** Start of Record extracts **

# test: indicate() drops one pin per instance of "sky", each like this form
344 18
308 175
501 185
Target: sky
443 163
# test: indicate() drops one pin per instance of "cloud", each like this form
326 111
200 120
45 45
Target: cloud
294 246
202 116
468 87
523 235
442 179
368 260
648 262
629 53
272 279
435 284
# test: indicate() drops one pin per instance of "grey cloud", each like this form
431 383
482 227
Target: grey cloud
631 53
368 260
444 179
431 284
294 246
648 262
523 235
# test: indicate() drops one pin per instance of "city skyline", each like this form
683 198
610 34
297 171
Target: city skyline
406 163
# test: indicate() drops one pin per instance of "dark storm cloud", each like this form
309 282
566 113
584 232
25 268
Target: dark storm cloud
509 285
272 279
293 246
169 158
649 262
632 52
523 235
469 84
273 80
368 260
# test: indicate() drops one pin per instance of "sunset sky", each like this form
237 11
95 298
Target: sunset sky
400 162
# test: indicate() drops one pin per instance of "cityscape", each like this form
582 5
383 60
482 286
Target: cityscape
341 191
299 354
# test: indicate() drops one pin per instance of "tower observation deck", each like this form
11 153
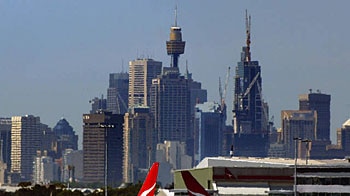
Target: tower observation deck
175 46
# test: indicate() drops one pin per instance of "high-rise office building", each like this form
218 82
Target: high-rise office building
250 113
141 73
5 139
66 137
170 104
117 93
139 142
103 148
45 169
98 104
297 124
343 137
321 103
208 135
72 165
26 134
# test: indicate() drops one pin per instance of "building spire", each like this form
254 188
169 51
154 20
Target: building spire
247 24
175 15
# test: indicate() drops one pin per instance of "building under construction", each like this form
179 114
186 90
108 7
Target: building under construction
250 112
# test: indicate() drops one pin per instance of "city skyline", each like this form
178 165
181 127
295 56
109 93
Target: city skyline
56 56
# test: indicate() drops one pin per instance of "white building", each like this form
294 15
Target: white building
45 170
25 141
171 155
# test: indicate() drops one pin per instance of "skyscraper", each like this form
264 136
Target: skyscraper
5 138
103 148
170 104
141 73
139 142
208 131
321 103
98 104
297 124
117 93
66 137
250 113
26 136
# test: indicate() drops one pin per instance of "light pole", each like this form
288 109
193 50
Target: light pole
106 156
296 140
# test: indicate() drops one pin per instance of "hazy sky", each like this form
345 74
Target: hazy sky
56 55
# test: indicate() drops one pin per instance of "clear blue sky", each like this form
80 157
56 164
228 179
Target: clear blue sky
56 55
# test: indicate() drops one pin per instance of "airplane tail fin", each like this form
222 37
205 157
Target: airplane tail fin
149 185
193 187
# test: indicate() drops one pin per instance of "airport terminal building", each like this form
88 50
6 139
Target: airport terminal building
266 176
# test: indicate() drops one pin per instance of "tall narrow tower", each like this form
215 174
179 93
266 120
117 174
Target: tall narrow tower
175 46
250 113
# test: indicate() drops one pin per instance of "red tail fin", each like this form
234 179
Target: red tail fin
193 187
149 185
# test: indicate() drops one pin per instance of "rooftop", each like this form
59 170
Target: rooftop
267 162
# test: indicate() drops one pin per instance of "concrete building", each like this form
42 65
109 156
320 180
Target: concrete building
297 124
170 105
141 73
343 137
5 139
250 112
72 166
117 93
266 176
208 134
321 103
171 155
103 148
26 134
98 104
66 137
45 169
139 142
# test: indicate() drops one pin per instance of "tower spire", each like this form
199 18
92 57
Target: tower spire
175 15
247 24
175 46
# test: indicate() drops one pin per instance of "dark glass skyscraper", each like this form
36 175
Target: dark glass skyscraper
250 113
103 139
117 93
321 103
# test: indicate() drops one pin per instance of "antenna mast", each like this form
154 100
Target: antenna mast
247 24
175 15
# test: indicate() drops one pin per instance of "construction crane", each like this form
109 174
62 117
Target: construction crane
251 85
222 92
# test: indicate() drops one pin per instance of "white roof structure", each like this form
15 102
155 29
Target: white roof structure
264 162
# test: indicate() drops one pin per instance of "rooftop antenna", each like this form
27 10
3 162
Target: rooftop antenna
247 24
175 15
122 65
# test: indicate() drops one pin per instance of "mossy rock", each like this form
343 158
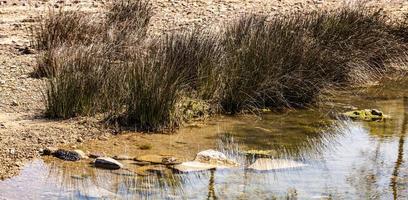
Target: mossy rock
365 115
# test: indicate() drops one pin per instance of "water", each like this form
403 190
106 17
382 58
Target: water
345 159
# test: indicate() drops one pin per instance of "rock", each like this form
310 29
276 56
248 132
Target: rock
365 115
195 166
122 157
80 140
80 177
14 103
107 163
170 161
214 157
126 173
145 170
266 164
206 160
94 192
260 153
81 154
25 50
67 155
157 159
96 155
49 151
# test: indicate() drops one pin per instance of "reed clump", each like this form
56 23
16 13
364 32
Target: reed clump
254 62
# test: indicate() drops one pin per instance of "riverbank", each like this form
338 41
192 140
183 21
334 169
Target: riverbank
22 129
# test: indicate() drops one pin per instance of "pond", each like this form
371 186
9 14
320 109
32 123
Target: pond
342 159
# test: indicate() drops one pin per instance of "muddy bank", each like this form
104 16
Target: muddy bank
23 131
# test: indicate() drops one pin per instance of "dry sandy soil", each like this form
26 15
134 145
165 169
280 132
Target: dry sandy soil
23 130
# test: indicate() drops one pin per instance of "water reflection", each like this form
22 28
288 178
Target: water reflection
345 160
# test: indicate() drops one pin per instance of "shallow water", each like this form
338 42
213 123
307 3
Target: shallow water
345 159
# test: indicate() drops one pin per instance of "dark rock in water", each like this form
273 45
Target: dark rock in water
122 157
67 155
107 163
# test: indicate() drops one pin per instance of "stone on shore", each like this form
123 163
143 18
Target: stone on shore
107 163
266 164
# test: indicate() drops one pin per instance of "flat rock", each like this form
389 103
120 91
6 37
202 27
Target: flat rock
157 159
365 115
67 155
95 192
260 153
107 163
81 154
266 164
214 157
122 157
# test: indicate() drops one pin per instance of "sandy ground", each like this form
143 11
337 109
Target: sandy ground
23 130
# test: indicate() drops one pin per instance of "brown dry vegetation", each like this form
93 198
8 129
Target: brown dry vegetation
22 132
258 61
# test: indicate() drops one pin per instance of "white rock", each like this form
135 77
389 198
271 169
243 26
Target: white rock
266 164
107 163
193 166
214 157
95 192
81 154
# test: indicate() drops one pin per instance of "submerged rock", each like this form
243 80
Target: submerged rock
260 153
95 192
107 163
67 155
122 157
193 166
266 164
158 159
365 115
96 155
206 160
214 157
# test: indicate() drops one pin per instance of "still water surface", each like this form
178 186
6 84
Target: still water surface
344 159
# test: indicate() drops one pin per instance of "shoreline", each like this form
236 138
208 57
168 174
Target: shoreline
23 132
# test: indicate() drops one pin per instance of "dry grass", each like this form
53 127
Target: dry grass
256 62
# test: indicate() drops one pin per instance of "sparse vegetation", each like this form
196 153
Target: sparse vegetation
256 62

** End of Record extracts **

_Set task:_ Restate every record exactly, please; do not copy the pictures.

_Solution for this exercise:_
# test: indicate() drops one pin per instance of "sky", each like this form
344 18
308 175
501 185
Target: sky
443 163
# test: indicate() drops one pin per instance of "cloud", each like this form
326 111
200 120
45 45
Target: cloud
294 246
202 116
468 87
523 235
442 179
368 260
648 262
629 53
272 279
435 284
# test: indicate() drops one pin per instance of "grey cloud", each like this form
431 383
482 227
Target: grey cloud
631 53
368 260
444 179
431 284
294 246
648 262
523 235
# test: indicate() drops one pin per instance of "city skyline", each like this form
683 198
610 34
297 171
Target: city skyline
406 163
# test: indicate() drops one pin per instance of "dark storm cloud", each like this form
309 282
566 113
584 232
25 268
Target: dark storm cloud
509 285
272 279
293 246
169 158
649 262
632 52
523 235
469 84
273 80
368 260
# test: indicate() drops one pin per instance of "sunset sky", each like this form
237 11
95 298
Target: sunset sky
400 162
# test: indicate() drops one pin per instance of "cityscape", each like this form
582 5
383 60
482 286
Target: cityscape
341 191
299 354
# test: indicate() drops one pin per instance of "tower observation deck", each like this form
11 153
Target: tower observation deck
175 46
# test: indicate() drops one pin per instance of "high-rise office building", each like this form
218 82
Target: high-rise office building
250 113
141 73
5 139
66 137
170 104
117 93
139 142
103 148
45 169
98 104
297 124
343 137
321 103
208 135
72 165
26 134
# test: indicate() drops one pin per instance of "building spire", each like this form
254 188
169 51
154 20
Target: building spire
247 24
175 15
# test: indicate() drops one pin per instance of "building under construction", each like this form
179 114
186 90
108 7
Target: building under construction
250 112
# test: indicate() drops one pin per instance of "city skyline", each like this form
178 165
181 127
295 56
109 93
Target: city skyline
56 56
# test: indicate() drops one pin per instance of "white building", each like this form
294 15
Target: white building
45 170
25 141
171 155
# test: indicate() drops one pin per instance of "skyscraper", each like this form
264 136
Target: skyscraper
5 138
103 148
170 104
141 73
139 142
208 131
321 103
98 104
297 124
117 93
66 137
250 113
26 136
# test: indicate() drops one pin per instance of "light pole", each like this form
288 109
193 50
Target: light pole
106 156
296 140
# test: indicate() drops one pin per instance of "hazy sky", each like this form
345 74
Target: hazy sky
56 55
# test: indicate() drops one pin per instance of "clear blue sky", each like this form
80 157
56 164
228 179
Target: clear blue sky
56 55
# test: indicate() drops one pin per instance of "airplane tail fin", each like this form
222 37
205 157
Target: airplane tail fin
149 185
193 187
# test: indicate() drops one pin per instance of "airport terminal building", each like this form
88 50
6 139
Target: airport terminal building
266 176
# test: indicate() drops one pin per instance of "tall narrow tower", each like this form
215 174
179 93
266 120
117 174
Target: tall narrow tower
175 46
250 113
# test: indicate() drops one pin per instance of "red tail fin", each like this form
234 179
Target: red tail fin
193 187
149 185
# test: indicate() drops one pin per instance of "rooftop", each like this form
59 170
Target: rooftop
267 162
# test: indicate() drops one pin per instance of "concrete building", each like this form
42 65
109 156
320 180
Target: concrete building
297 124
170 105
141 73
343 137
5 139
250 112
72 166
117 93
266 176
208 134
321 103
171 155
103 148
26 134
98 104
66 137
45 169
139 142
# test: indicate() drops one pin per instance of "tower spire", each like this form
199 18
92 57
Target: tower spire
175 15
247 24
175 46
# test: indicate() drops one pin per instance of "dark glass skyscraper", each like this form
36 175
Target: dark glass skyscraper
250 113
103 139
117 93
321 103
# test: indicate() drops one pin per instance of "antenna mast", each like this form
154 100
Target: antenna mast
247 24
175 15
# test: indicate() drops one pin per instance of "construction crane", each like this form
109 174
62 117
Target: construction crane
251 85
222 92
# test: indicate() drops one pin per instance of "white roof structure", each like this form
15 102
155 29
Target: white roof structure
264 162
# test: indicate() drops one pin per instance of "rooftop antenna", each like this form
27 10
3 162
Target: rooftop antenna
247 24
175 15
122 65
# test: indicate() drops one pin per instance of "mossy rock", each like this form
343 158
Target: mossy rock
365 115
# test: indicate() drops one pin per instance of "water", each like this form
403 190
106 17
382 58
Target: water
345 159
# test: indicate() drops one pin per instance of "rock", each like this form
310 29
276 56
248 132
Target: rock
365 115
195 166
122 157
80 140
80 177
14 103
107 163
170 161
214 157
126 173
145 170
266 164
206 160
94 192
260 153
81 154
25 50
67 155
157 159
96 155
49 151
# test: indicate() drops one pin per instance of "reed clump", each like this form
56 23
16 13
364 32
Target: reed clump
254 62
# test: indicate() drops one pin per instance of "riverbank", each like this form
338 41
192 140
183 21
334 169
Target: riverbank
22 129
# test: indicate() drops one pin per instance of "pond", each like this form
371 186
9 14
320 109
32 123
Target: pond
342 159
# test: indicate() drops one pin per instance of "muddy bank", each like this form
104 16
Target: muddy bank
23 131
# test: indicate() drops one pin per instance of "dry sandy soil", each like this form
26 15
134 145
165 169
280 132
Target: dry sandy soil
23 130
# test: indicate() drops one pin per instance of "water reflection", each like this form
22 28
288 178
Target: water reflection
345 160
# test: indicate() drops one pin per instance of "shallow water", each like this form
338 42
213 123
307 3
Target: shallow water
345 159
# test: indicate() drops one pin per instance of "dark rock in water", each like this form
273 45
Target: dark rock in water
122 157
67 155
107 163
# test: indicate() drops one pin per instance of "stone on shore", each like this form
123 163
143 18
Target: stone on shore
107 163
266 164
# test: indicate() drops one pin per instance of "flat rock", each like this form
389 103
120 91
6 37
202 27
Target: flat rock
157 159
365 115
67 155
95 192
260 153
107 163
81 154
266 164
214 157
122 157
# test: indicate() drops one pin per instance of "sandy ground", each like this form
143 11
337 109
Target: sandy ground
23 130
# test: indicate() drops one pin per instance of "brown dry vegetation", each like this form
93 198
8 129
Target: brown dry vegetation
22 132
258 61
# test: indicate() drops one pin per instance of "white rock", each like this form
135 77
389 198
271 169
243 26
Target: white rock
266 164
107 163
193 166
214 157
95 192
81 154
# test: indicate() drops one pin per instance of "submerged rock", each like this form
243 80
Target: submerged rock
260 153
95 192
107 163
67 155
122 157
193 166
266 164
158 159
365 115
96 155
206 160
214 157
# test: indicate() drops one pin per instance of "still water surface", each like this form
178 186
6 84
Target: still water surface
344 159
# test: indicate() drops one pin per instance of "shoreline", each like this form
236 138
208 57
168 174
Target: shoreline
23 132
# test: indicate() drops one pin per instance of "dry grass", each like this form
53 127
Target: dry grass
256 62
# test: indicate() drops one pin per instance of "sparse vegetation", each like this form
196 153
Target: sparse vegetation
256 62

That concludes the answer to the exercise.